* Exercise goal
Copy out the records starting at their first line and ending at the line containing "x=301 y=404", including both of those lines, with every line reproduced without any change.

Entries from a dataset
★ ★ ★ ★ ★
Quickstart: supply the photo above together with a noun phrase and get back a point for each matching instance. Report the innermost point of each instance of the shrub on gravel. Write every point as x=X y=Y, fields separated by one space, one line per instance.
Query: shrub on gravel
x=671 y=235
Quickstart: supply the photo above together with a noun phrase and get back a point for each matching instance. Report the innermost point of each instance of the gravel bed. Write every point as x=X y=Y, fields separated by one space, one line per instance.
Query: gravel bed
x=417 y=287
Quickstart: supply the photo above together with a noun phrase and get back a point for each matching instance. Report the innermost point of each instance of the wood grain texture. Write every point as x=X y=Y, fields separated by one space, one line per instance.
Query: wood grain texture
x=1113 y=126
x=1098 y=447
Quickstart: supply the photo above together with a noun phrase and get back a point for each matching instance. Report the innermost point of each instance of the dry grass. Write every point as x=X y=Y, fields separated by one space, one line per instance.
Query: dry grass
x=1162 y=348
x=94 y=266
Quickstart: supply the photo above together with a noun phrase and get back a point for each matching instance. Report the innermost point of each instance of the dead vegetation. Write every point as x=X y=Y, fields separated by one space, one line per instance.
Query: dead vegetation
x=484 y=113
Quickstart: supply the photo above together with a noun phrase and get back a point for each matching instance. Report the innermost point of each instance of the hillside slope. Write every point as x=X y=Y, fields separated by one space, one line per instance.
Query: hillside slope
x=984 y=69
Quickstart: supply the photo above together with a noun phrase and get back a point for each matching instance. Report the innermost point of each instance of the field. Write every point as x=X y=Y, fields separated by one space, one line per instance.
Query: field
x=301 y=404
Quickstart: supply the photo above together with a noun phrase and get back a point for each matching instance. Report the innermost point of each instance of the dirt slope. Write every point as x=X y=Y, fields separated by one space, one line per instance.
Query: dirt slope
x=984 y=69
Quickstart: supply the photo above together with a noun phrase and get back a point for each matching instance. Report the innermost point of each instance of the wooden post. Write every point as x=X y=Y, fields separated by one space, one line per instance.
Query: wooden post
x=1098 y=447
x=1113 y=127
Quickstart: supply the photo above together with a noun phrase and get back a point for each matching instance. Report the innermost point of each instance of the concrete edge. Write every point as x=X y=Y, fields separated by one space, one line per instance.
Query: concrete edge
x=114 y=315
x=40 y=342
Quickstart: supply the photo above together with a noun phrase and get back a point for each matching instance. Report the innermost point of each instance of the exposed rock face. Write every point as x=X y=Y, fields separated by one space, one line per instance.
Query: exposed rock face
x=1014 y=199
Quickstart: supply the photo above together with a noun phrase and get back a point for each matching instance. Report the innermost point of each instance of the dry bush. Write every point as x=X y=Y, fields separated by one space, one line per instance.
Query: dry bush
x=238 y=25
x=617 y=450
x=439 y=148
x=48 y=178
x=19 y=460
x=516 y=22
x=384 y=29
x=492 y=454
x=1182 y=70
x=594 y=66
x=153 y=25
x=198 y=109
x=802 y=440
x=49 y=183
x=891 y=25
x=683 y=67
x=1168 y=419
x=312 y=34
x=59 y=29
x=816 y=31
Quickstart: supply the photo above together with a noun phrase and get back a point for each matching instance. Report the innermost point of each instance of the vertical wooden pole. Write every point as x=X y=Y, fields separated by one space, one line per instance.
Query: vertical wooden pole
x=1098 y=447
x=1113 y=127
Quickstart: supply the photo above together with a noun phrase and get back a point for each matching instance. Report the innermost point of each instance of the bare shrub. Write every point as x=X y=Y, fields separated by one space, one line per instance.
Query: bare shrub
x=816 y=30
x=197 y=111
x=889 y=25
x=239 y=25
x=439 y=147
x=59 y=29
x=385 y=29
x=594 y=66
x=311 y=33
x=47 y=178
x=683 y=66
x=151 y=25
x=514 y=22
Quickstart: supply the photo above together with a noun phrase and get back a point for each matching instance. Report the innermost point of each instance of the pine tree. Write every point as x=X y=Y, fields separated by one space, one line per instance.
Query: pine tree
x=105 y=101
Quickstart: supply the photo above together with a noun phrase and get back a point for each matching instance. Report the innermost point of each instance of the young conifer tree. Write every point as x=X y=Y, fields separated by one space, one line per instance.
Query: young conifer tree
★ ★ ★ ★ ★
* Answer to the task
Quickstart: supply the photo above together with a noun phrase and get back a point for each matching instance. Report the innermost point of each instance of the shrub on gravel. Write every point as x=X y=Y, fields separated by one space, one line per instance.
Query: shrub on gravel
x=671 y=235
Quickstart: supply the photo above together with a noun phrase and get back a point for each matching instance. Report the innermost point of each instance of the gravel bed. Write every point as x=X y=Y, fields separated by one space, one line per instance.
Query: gravel bed
x=417 y=287
Quickstart: supply the photo above together with a noun phrase and get back a point for each matching instance. Report the innermost point of each instance of the wood grain texture. Write every point as x=X y=Y, fields separated by one space, one line per instance.
Query: wood grain texture
x=1113 y=126
x=1098 y=447
Quickstart: supply the photo above together with a noun phrase and get back a point for each matching instance. Report the innermost point of each instance of the dry grass. Write every point as x=X y=Y, fields separated by one space, one line per instance.
Query: dry grass
x=1162 y=348
x=94 y=266
Quickstart: supply the photo above together with a noun phrase and get back a point for each matching instance. Report the innermost point of each instance of the dead vegetation. Write every point as x=X y=Y, fields separated by one space, one line per instance.
Query: dead vegetation
x=484 y=113
Quickstart: supply the photo above together with a noun phrase and get back a point for each matching instance. Report the innermost point of each instance of the hillside slope. Write every point as x=X y=Y, fields separated by one space, one line per instance.
Query: hillside slope
x=984 y=69
Quickstart: supply the photo above together with a noun phrase and get back a point for each matching instance. Report the innermost point of each instance of the field. Write every point as x=X y=Y, fields separated by one space, one line per instance.
Query: field
x=301 y=404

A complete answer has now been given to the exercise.